* Requirement 1: According to the passage on job training, what share of its applicants does Pursuit accept?
* Requirement 2: Summarize the passage on job training in two sentences.
* Requirement 3: According to the passage on job training, why do truly open-access programs tend to have much lower success rates?

* Selected text:

For many years, construction skills training (often but not always in the form of YouthBuild) was every funder’s and every nonprofit’s favorite form of job training, often supplemented by entry-level healthcare work, but today the skill de jour has switched to software, programming, and/or coding. Case in point: this NYT article with the seductive headline, “Income Before: $18,000. After: $85,000. Does Tiny Nonprofit Pursuit Hold a Key to the Middle Class?” While the article is overwhelming positive, it’s not clear how many people are going to make it through Pursuit-like programs: “Max Rosado heard about the Pursuit program from a friend. Intrigued, he filled out an online form, and made it through a written test in math and logic…” (emphasis added). In addition, “Pursuit, by design, seeks people with the ‘highest need’ and potential, but it is selective, accepting only 10 percent of its applicants.” So the organization is cherry-picking its participants.

There’s nothing wrong with cherry-picking participants and most social and human service programs do just that, in the real world. As grant writers who live in the proposal world, we always state in job training proposals that the applicant (our client) will never cherry-pick trainees, even though they do. In the article, important details about cherry-picking are stuck in the middle, below the tantalizing lead, so most people will miss them. I’m highlighting them because they bring to the fore an important fact in many social and human service programs: there is a tension between access and success. Truly open-access programs tend to have much lower success rates; if everyone can enter, many of those who do will not have the skills or conscientiousness necessary to succeed. If an organization cherry-picks applicants, like Pursuit does, it will generally get better success metrics, but at the cost of selectivity.

Most well-marketed schools succeed in “improving” their students primarily through selection effects. That’s why the college-bribery scandal is so comedic: no one involved is worried about their kid flunking out of school. Schools are extremely selective in admissions and not so selective in curriculum or grading. Studies have consistently suggested that where you go to school matters much less than who you are and what you learn. Such studies don’t stop people from treating degrees as status markers and consumption goods, but it does imply that highly priced schools are often not worth it. Thorstein Veblen tells us a lot more about the current market for “competitive” education than anyone else.

Segmentation mask data:
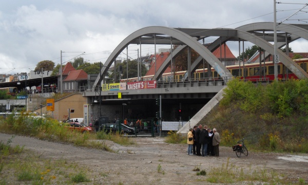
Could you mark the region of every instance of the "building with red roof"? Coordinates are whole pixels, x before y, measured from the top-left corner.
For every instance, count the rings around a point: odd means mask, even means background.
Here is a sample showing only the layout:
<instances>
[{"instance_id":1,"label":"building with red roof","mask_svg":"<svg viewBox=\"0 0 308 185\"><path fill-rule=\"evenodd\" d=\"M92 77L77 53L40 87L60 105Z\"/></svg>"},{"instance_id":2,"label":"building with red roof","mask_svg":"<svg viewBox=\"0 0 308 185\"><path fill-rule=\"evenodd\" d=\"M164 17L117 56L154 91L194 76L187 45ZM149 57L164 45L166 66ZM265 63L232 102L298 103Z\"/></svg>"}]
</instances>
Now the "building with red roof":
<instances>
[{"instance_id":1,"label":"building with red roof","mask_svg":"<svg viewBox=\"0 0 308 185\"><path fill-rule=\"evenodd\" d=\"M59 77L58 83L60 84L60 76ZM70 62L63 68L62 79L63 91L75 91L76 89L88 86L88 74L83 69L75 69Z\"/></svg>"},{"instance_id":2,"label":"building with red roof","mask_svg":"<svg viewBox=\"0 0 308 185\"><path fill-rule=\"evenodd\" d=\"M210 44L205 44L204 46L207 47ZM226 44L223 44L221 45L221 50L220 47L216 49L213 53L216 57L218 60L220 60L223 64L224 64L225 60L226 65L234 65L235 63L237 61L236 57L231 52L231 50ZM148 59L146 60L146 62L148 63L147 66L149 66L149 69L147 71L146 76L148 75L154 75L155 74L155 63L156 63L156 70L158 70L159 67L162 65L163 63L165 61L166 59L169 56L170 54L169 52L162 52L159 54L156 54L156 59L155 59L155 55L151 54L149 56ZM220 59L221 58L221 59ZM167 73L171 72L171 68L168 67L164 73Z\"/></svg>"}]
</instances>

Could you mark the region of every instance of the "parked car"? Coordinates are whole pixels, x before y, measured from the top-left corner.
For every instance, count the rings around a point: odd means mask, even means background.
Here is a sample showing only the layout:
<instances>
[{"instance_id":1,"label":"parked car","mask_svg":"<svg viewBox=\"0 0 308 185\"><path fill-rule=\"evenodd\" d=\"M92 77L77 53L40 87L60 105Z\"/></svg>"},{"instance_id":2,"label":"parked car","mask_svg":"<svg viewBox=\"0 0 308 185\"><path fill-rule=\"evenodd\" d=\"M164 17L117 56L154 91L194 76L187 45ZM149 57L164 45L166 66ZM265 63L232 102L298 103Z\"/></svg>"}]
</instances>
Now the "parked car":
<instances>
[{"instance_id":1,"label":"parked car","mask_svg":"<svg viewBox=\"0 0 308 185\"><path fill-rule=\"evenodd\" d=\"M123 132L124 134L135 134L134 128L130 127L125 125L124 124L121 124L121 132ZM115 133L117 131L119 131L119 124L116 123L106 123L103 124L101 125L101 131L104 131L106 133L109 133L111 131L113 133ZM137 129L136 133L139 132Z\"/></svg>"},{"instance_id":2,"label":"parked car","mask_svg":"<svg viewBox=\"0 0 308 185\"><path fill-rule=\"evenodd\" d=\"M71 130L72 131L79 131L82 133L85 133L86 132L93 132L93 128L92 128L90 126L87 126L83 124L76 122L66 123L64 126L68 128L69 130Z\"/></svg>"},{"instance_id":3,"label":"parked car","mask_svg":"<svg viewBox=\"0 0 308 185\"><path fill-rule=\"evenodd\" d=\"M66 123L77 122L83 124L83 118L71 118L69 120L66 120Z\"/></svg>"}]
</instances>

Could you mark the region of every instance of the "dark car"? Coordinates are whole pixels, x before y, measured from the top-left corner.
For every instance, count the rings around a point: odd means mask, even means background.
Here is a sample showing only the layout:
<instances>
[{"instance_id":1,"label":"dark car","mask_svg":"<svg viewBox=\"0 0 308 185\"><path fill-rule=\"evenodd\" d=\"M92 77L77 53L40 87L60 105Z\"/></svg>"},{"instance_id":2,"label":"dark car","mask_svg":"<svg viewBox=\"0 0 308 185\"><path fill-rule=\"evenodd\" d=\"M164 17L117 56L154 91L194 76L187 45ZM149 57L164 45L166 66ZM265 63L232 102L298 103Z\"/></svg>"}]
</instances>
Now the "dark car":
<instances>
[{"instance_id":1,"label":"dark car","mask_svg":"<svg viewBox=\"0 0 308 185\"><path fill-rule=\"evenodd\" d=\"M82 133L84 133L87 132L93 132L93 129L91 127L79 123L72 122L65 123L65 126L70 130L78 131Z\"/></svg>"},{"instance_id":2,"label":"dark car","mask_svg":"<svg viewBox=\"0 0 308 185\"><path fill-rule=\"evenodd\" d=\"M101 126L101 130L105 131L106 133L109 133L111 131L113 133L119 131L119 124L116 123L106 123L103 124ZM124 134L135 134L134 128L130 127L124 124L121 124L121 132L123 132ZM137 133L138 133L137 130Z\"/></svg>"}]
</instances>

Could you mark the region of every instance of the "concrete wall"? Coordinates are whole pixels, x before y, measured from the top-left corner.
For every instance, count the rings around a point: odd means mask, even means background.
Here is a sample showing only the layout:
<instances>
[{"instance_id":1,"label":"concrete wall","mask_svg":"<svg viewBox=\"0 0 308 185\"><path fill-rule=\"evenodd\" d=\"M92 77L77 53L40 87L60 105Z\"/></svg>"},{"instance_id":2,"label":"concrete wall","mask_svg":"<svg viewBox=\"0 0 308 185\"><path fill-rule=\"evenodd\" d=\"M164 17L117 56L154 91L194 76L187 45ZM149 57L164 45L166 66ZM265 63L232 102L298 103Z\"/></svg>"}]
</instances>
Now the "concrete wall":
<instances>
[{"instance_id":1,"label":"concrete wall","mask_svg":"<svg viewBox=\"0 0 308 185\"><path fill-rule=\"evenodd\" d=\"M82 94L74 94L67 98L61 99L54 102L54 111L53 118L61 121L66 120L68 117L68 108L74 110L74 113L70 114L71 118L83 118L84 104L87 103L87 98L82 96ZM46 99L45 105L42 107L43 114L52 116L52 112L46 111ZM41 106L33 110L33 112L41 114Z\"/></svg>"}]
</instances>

* * *

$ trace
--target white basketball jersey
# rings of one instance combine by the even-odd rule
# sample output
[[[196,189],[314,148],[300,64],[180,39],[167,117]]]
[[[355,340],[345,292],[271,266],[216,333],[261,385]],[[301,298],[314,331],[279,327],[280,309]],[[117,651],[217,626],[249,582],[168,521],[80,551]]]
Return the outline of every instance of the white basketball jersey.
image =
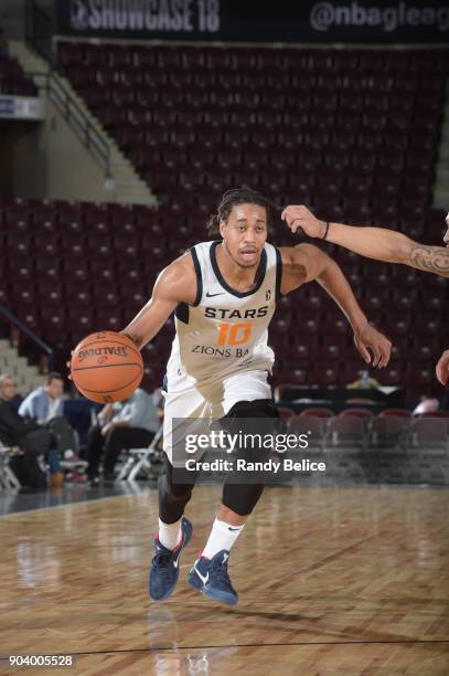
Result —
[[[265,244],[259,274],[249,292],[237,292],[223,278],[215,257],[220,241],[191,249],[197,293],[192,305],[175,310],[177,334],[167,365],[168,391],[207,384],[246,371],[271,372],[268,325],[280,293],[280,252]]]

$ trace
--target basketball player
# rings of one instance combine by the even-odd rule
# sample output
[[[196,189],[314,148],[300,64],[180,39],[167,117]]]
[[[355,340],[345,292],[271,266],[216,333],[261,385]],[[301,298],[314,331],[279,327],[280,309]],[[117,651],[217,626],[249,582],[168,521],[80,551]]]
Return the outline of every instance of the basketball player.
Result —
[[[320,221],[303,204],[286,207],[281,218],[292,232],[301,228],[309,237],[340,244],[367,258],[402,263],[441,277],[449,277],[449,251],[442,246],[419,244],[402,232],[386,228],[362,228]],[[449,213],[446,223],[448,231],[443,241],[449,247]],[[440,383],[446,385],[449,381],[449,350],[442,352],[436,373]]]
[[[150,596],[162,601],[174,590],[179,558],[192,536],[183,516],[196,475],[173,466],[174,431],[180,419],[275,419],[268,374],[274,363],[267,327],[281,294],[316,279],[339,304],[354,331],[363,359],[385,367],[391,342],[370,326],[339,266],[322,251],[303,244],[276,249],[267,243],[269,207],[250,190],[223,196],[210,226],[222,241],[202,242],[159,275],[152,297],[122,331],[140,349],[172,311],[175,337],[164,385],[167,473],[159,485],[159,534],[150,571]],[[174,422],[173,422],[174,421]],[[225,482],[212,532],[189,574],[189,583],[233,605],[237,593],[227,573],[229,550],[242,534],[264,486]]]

==

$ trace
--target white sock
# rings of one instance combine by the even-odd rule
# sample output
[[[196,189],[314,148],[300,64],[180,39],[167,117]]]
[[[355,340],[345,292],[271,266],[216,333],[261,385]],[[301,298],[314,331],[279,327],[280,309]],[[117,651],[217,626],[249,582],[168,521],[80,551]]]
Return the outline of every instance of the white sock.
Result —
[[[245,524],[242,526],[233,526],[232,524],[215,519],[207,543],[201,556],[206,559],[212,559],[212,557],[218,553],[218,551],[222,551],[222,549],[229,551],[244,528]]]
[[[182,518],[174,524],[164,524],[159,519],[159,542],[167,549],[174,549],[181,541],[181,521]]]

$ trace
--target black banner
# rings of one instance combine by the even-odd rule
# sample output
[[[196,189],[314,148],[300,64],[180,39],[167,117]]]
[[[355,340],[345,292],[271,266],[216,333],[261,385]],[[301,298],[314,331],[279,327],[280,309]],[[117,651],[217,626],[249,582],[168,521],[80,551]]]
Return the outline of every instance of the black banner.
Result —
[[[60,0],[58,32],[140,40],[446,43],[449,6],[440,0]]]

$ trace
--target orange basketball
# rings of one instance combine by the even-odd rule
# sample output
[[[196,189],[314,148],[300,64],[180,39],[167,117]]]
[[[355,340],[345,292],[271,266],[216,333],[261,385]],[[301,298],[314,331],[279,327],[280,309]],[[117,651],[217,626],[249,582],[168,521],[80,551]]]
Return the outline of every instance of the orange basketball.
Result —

* Response 1: Pursuit accepts only 10 percent of its applicants.

* Response 2: Software and coding have replaced construction as the favored form of job training, but programs such as Pursuit achieve strong results partly by selecting their participants, accepting only 10 percent of applicants. This reflects a tension between access and success that also appears in education, where well-marketed schools improve their students mainly through selection effects.

* Response 3: When everyone can enter, many of those who do will lack the skills or conscientiousness needed to succeed.